§ **Supplied data**
○ ○ ○ ○ ○
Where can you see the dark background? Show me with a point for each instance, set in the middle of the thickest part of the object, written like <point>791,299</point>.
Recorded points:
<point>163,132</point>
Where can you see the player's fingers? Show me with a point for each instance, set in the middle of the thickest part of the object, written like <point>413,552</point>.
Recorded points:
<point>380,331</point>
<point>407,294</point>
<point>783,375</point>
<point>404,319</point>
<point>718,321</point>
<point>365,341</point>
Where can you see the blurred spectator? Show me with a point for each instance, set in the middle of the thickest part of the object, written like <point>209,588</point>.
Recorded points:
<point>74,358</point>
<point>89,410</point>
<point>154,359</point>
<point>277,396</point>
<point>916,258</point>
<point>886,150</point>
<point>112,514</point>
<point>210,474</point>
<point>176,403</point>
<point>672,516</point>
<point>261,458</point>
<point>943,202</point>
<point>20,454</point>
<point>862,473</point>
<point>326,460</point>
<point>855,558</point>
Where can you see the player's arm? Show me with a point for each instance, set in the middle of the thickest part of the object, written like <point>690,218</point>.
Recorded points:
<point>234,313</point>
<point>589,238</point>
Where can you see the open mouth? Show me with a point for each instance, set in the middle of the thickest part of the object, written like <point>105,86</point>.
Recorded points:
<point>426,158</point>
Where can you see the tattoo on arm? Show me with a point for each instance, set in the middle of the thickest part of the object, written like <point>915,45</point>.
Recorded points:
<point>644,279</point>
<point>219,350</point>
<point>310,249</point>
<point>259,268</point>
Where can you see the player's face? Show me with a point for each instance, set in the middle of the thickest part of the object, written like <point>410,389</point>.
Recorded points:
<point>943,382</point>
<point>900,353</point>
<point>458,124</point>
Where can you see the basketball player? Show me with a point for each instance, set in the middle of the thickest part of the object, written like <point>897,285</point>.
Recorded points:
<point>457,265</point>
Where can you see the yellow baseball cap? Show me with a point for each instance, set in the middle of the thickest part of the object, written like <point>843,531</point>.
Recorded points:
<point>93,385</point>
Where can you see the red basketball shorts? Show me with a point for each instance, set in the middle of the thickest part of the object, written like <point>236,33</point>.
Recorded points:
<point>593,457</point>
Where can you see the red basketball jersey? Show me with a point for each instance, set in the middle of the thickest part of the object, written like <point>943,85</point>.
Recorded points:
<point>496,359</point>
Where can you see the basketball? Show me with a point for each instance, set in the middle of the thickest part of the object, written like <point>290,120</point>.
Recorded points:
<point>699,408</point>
○ ○ ○ ○ ○
§ **Required task**
Lay out the records above as a two-column CSV with the header text,answer. Give one row per record: the record's text and its answer, each in one quoted field with line breaks turned into spaces.

§ **Task result**
text,answer
"Where can you see the dark background? Show me with a point for each instance, set in the middle of the thickest part of the object, written like <point>791,299</point>. Recorded points:","<point>163,132</point>"
"Where can you see the player's fingers? Show me with a point for each instance, set in the middle of the thickest part of the object, written like <point>413,552</point>. Recorded points:","<point>380,331</point> <point>407,294</point> <point>783,375</point> <point>404,319</point> <point>718,321</point> <point>365,341</point>"
"Where can you see the blurred spectator? Show me with a point for each instance, set in the middle of the thickest part of the object, written like <point>209,588</point>. Recorded points:","<point>74,358</point> <point>89,410</point> <point>154,359</point> <point>277,396</point> <point>916,258</point> <point>886,150</point> <point>112,514</point> <point>210,474</point> <point>176,403</point> <point>672,516</point> <point>261,458</point> <point>943,202</point> <point>20,454</point> <point>862,473</point> <point>326,460</point> <point>855,558</point>"
"Where can you see the player's arm? Show me with a point for each instance, set in the middle of the thickest part of the object, written like <point>690,218</point>. Recorded points:","<point>234,313</point> <point>589,238</point>"
"Where can you see the open mouth? Show me with a point for each instance, set in the middle of the thickest part of the object, written like <point>105,86</point>. Recorded points:","<point>426,158</point>"
"Where can you see the tattoo on arm? Show me with a point for each instance, set in the middle of the thickest part of the object, written like <point>915,45</point>. Recorded points:","<point>644,279</point> <point>219,350</point> <point>310,249</point> <point>259,268</point>"
"Where can you see the player's face? Show me with a point for each instance, set in the middle of the thickest part of the object, written like <point>410,389</point>. Recorded points:","<point>943,382</point> <point>900,353</point> <point>458,124</point>"
"Where can you see the basketball player? Show me with a point for each instance, set in the middle of the thickest part of the object, written like <point>897,285</point>. Recorded points:","<point>457,265</point>"
"Where can you see the yellow baseball cap? Show me with a point for each instance, set in the middle of the thickest part of the object, written like <point>843,531</point>. Recorded points:","<point>93,385</point>"
"Where can you see the red basketball shorts? Show me with a point for each instance, set in the middle of the thickest part of the object, written like <point>236,33</point>. Recorded points:","<point>593,457</point>"
"Where can you see the red basketball jersey? Show me with a point for each instance, set in the middle of the thickest part of the object, written like <point>943,85</point>. Recorded points:","<point>496,359</point>"
"Where can you see the basketball? Show me with a point for each instance, set in the middle of the thickest part of the object, written like <point>290,120</point>. Recorded points:","<point>699,408</point>"